> **Reading passage**:

--*--

主要内容

joinSimilarTextChunks

Join semantically similar text chunks

Since R2026a

    Description

    newChunkTable = joinSimilarTextChunks(chunkTable) joins adjacent, semantically similar text chunks from an input text chunk table chunkTable. This function requires Deep Learning Toolbox™. By default, this function also requires the Text Analytics Toolbox™ Model for all-MiniLM-L6-v2 Network support package.

    example

    newChunkTable = joinSimilarTextChunks(chunkTable,Name=Value) specifies additional options using one or more name-value arguments.

    example

    Examples

    collapse all

    Load the example data. The file sonnets.txt contains Shakespeare's sonnets in plain text. Extract the text from sonnets.txt using the extractFileText function.

    str = extractFileText("sonnets.txt");

    Split str into text chunks using the splitTextChunks function. Specify the target length as 100.

    chunkTable = splitTextChunks(str,TargetLength=100);

    Count the number of rows in the text chunk table.

    height(chunkTable)
    ans = 
    1277
    

    Join similar text chunks using the joinSimilarTextChunks function. This function requires Deep Learning Toolbox and Text Analytics Toolbox Model for all-MiniLM-L6-v2 Network. If this support package is not installed, then the function provides a download link.

    newChunkTable = joinSimilarTextChunks(chunkTable,MinSimilarity=0.5);

    Count the number of rows in the new text chunk table.

    height(newChunkTable)
    ans = 
    1221
    

    The new text chunk table has fewer rows than the original table because the function joined several text chunks.

    First, split an HTML document into sections using the splitHTMLSections function.

    str = "<html><body><head><title>Title</title></head>" + ...
        "<h1>Chapter 1</h1><p>Introductory paragraph of chapter 1.</p>" + ...
        "<h2>Section 1</h2><p>This content is similar to the next section.</p>" + ...
        "<h2>Section 2</h2><p>This content is similar to the previous section.</p> + ..." + ...
        "<h1>Chapter 2</h1>" + ...
        "<h2>Section 1</h2><p>This content is very similar to the previous section.</p></body></html>";
    chunkTable = splitHTMLSections(str)

--*--

> **Record extracts**:
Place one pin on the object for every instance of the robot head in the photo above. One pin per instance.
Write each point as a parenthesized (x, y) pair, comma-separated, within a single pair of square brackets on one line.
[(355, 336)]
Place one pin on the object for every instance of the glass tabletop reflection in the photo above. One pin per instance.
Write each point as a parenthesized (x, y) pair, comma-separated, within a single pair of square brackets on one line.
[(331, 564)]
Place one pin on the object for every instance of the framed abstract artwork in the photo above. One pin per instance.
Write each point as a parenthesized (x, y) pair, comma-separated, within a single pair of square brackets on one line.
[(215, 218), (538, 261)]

--*--

> **Your task**:
Using the joinSimilarTextChunks page, mark each statement yes or no depending on whether it agrees with the page, and quote the words that decide it.
1. In the sonnets example, the text is split with the target length set to 100.
2. If the support package is missing, joinSimilarTextChunks provides a download link.
3. After the join in the sonnets example, the new text chunk table has more rows than the original.

> **Exercise solution**:
1. Yes: "Specify the target length as 100."
2. Yes: "If this support package is not installed, then the function provides a download link."
3. No: "The new text chunk table has fewer rows than the original table because the function joined several text chunks."